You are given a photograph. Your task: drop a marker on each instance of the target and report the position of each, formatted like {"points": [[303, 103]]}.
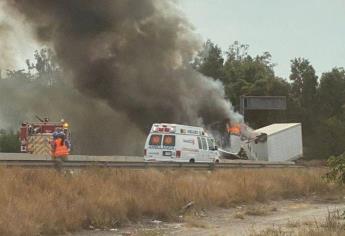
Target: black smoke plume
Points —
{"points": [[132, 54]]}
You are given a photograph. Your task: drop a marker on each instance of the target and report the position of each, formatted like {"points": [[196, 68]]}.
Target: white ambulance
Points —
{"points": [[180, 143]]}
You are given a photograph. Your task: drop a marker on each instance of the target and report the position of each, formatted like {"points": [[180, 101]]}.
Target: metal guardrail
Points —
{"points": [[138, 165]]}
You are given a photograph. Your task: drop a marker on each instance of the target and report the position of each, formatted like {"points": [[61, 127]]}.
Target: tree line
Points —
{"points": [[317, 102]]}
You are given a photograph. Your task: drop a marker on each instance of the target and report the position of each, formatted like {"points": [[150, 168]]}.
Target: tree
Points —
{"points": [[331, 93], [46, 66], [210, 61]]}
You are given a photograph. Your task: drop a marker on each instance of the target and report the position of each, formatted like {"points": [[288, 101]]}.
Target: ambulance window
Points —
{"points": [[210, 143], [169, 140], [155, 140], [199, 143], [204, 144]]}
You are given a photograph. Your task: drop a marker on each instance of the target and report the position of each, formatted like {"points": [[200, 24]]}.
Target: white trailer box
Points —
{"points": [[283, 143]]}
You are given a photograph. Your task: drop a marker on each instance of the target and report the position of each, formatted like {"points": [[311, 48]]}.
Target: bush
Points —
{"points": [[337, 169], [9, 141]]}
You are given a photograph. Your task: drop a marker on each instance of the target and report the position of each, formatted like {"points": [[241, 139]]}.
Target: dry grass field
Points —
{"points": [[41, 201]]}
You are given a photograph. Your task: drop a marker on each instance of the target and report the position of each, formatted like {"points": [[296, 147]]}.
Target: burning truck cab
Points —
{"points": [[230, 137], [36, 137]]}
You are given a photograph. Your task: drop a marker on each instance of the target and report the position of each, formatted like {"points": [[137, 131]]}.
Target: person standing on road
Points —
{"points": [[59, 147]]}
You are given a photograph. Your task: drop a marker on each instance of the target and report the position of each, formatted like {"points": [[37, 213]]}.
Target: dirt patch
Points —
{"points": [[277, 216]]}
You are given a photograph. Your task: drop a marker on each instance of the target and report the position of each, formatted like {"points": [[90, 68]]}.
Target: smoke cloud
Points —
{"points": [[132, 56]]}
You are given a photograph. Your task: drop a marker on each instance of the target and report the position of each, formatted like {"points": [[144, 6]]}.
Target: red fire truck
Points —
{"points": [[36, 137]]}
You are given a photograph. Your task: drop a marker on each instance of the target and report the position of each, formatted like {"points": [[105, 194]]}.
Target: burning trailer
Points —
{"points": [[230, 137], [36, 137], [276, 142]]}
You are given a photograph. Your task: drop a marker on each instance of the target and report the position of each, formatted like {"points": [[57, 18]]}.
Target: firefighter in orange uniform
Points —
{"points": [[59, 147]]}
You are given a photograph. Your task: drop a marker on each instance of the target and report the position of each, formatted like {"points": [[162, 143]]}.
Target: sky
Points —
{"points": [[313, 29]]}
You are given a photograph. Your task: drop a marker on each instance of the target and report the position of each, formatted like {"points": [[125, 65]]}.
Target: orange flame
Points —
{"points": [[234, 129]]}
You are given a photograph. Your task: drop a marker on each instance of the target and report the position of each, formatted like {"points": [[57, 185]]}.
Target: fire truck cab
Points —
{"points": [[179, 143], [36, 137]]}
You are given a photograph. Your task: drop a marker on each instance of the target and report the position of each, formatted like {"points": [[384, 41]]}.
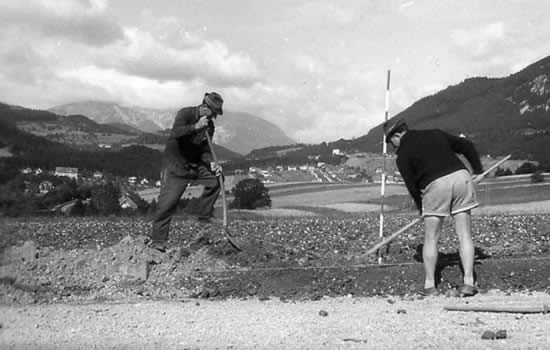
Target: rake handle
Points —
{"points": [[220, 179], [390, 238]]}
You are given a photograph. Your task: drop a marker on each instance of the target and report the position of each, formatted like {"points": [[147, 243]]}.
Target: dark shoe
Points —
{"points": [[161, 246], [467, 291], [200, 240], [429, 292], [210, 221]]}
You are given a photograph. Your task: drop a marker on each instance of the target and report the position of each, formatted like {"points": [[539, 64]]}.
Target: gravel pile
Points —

*YOUR ASSIGNMENT*:
Without including the pictures, copy all of the data exactly.

*RESULT OF THIS TASK*:
You are given a photograph. Your task: drop a marker on each instance of the target and report the position of each, formatted like {"points": [[303, 103]]}.
Target: black smoke plume
Points —
{"points": [[132, 54]]}
You are given a photograph. Your task: drop a marker on each instance of the target and report the position of each, formatted like {"points": [[196, 68]]}.
Target: white ambulance
Points —
{"points": [[180, 143]]}
You are given a photograph. Your task: drop a marker on each instance of the target and report the position of each, formatted like {"points": [[180, 101]]}.
Target: metal guardrail
Points —
{"points": [[138, 165]]}
You are given a photograph. Your task: drop a marker on each instance of the target and report the position of each, formatted like {"points": [[61, 127]]}.
Target: tree line
Points —
{"points": [[317, 102]]}
You are given a photograph. Your task: drop a marker on each instance of the target and report the position of each, formatted like {"points": [[150, 168]]}.
Target: tree
Points —
{"points": [[331, 93], [46, 66], [210, 61]]}
You are given a photograph. Your task: drop a marker on each instance of the target and report the position of each, formatted like {"points": [[288, 101]]}.
Target: ambulance window
Points —
{"points": [[210, 143], [169, 140], [155, 140], [199, 143], [204, 144]]}
You are given a photograph. Your task: drop a marker on each instance of the target and report the position of each, formatted like {"points": [[200, 24]]}.
Target: white trailer box
Points —
{"points": [[283, 143]]}
You are given a photograph. Your task: drop a marker on each instance of the target and report the position of each, formatted like {"points": [[311, 48]]}.
Target: bush
Points —
{"points": [[337, 169], [9, 141]]}
You are given a photograph. Your task: drop a marker on each instance of the target and report the position of each, formatted like {"points": [[241, 139]]}.
Target: dry grass field
Points —
{"points": [[41, 201]]}
You are given a photograph. Your task: drop a marker on each instance of the target and report the position of each, formatted like {"points": [[296, 147]]}.
Target: burning truck cab
Points —
{"points": [[230, 137], [36, 137]]}
You are given a photograph. Your task: drop a marker on each instance of the target and report the position of each, formatted like {"points": [[137, 131]]}.
Target: person standing on road
Points —
{"points": [[59, 147]]}
You are given a photograph. Your task: drop a marker on each instance of the target and report the position of each, formatted like {"points": [[37, 213]]}.
Target: dirt patch
Points —
{"points": [[277, 216]]}
You are given a photograph. Your task: drop a marker on each instance of the target and report the position of each, formatted like {"points": [[90, 68]]}.
Target: smoke cloud
Points —
{"points": [[132, 56]]}
You are given a photograph. Your task: drop a marker on each instance of the target and report the position of each, formatted like {"points": [[144, 6]]}.
Target: red fire truck
Points —
{"points": [[36, 137]]}
You are given a photograph. Your task: drop a marker on each instance of the target and report the position of each, formatted like {"points": [[105, 194]]}.
Target: burning trailer
Points —
{"points": [[230, 137], [36, 137], [276, 142]]}
You are given a photograph. Your task: drop a marker on each instance of the target and report the position of each, formatted like {"points": [[57, 18]]}.
Target: firefighter in orange uniform
Points —
{"points": [[59, 147]]}
You are given a photograph. Your task: drop a marker on each instance of the target and report the position of each, formatted like {"points": [[162, 143]]}.
Target: sky
Points —
{"points": [[313, 29]]}
You are given a photograph. Your task: drop a marker on each instance of the target and report the position of each, formatted like {"points": [[125, 65]]}.
Target: orange flame
Points —
{"points": [[234, 129]]}
You are given a photograph. Your task: drop a marker on each instance of the target and report the position of each, formatted like {"points": [[57, 185]]}.
Target: fire truck cab
Points —
{"points": [[179, 143], [36, 137]]}
You are given a photograph. Your task: drop a marker on each instance of the target and report the position of each, formatted like {"points": [[384, 41]]}.
Target: rake handle
Points —
{"points": [[220, 179], [390, 238]]}
You are given a photograph. Your task: drop a marker on each instance of the target and report the position of each, formatted like {"points": [[147, 243]]}.
Target: dark shoe
Points —
{"points": [[161, 246], [467, 291], [200, 240], [429, 292], [210, 221]]}
You are given a photograph. Your task: drop a marker on each instance of the target and report the position of each, formatted like {"points": [[539, 64]]}.
Target: gravel pile
Points —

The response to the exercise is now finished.